-- INPUT MATERIAL --
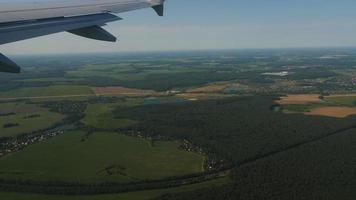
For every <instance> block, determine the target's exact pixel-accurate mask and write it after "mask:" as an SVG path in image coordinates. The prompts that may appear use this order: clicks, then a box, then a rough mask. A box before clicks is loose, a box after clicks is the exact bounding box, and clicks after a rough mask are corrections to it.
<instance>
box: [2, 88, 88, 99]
mask: <svg viewBox="0 0 356 200" xmlns="http://www.w3.org/2000/svg"><path fill="white" fill-rule="evenodd" d="M87 94H93V92H92V91H91V89H90V87H88V86H77V85H56V86H48V87H33V88H21V89H16V90H11V91H8V92H1V93H0V98H21V97H26V98H28V97H47V96H66V95H87Z"/></svg>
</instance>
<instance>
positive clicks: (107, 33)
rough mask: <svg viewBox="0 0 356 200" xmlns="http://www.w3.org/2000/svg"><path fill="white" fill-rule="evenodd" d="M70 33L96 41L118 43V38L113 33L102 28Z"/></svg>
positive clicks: (80, 30)
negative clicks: (96, 40)
mask: <svg viewBox="0 0 356 200" xmlns="http://www.w3.org/2000/svg"><path fill="white" fill-rule="evenodd" d="M68 32H69V33H72V34H75V35H79V36H82V37H86V38H89V39H94V40H101V41H106V42H116V37H115V36H113V35H112V34H111V33H109V32H108V31H106V30H105V29H103V28H101V27H100V26H89V27H84V28H79V29H74V30H69V31H68Z"/></svg>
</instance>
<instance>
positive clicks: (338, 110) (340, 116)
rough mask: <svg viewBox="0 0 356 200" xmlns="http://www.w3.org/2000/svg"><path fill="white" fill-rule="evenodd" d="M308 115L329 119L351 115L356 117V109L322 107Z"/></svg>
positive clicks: (310, 113)
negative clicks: (317, 116)
mask: <svg viewBox="0 0 356 200" xmlns="http://www.w3.org/2000/svg"><path fill="white" fill-rule="evenodd" d="M305 114H307V115H319V116H328V117H337V118H344V117H348V116H351V115H356V108H350V107H321V108H315V109H312V110H310V112H306V113H305Z"/></svg>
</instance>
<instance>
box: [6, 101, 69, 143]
mask: <svg viewBox="0 0 356 200" xmlns="http://www.w3.org/2000/svg"><path fill="white" fill-rule="evenodd" d="M0 111H1V112H4V113H11V114H10V115H3V116H0V138H1V137H11V136H16V135H20V134H24V133H31V132H33V131H36V130H42V129H46V128H50V127H51V126H53V125H54V124H55V123H58V122H60V121H61V120H62V119H63V118H64V116H63V115H61V114H58V113H53V112H49V111H47V110H46V109H43V108H39V107H37V106H35V105H27V104H23V103H4V104H0ZM9 124H12V125H13V126H10V127H6V126H7V125H9Z"/></svg>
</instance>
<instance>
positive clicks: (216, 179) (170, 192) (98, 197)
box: [0, 177, 231, 200]
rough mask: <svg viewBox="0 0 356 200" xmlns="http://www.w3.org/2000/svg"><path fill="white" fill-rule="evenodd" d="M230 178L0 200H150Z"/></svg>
mask: <svg viewBox="0 0 356 200" xmlns="http://www.w3.org/2000/svg"><path fill="white" fill-rule="evenodd" d="M230 181H231V180H230V178H229V177H225V178H219V179H215V180H211V181H207V182H204V183H198V184H193V185H187V186H181V187H177V188H171V189H160V190H147V191H139V192H129V193H121V194H108V195H92V196H59V195H41V194H19V193H0V199H6V200H149V199H152V198H155V197H158V196H161V195H163V194H166V193H179V192H188V191H193V190H196V189H202V188H209V187H212V186H222V185H225V184H227V183H229V182H230Z"/></svg>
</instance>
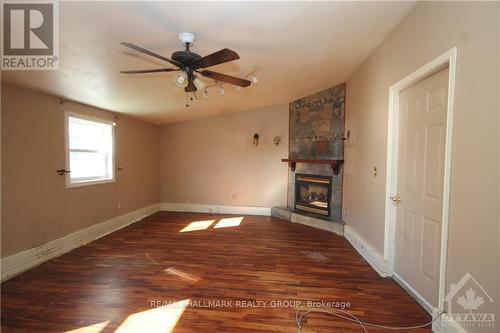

-- ASSIGNMENT --
Where a line of the entries contains the word "positive", copy that line.

-- ANSWER BOX --
positive clicks: (107, 33)
positive clicks: (80, 30)
positive clicks: (338, 110) (340, 116)
positive clicks: (310, 113)
positive clicks: (216, 179) (170, 192) (98, 197)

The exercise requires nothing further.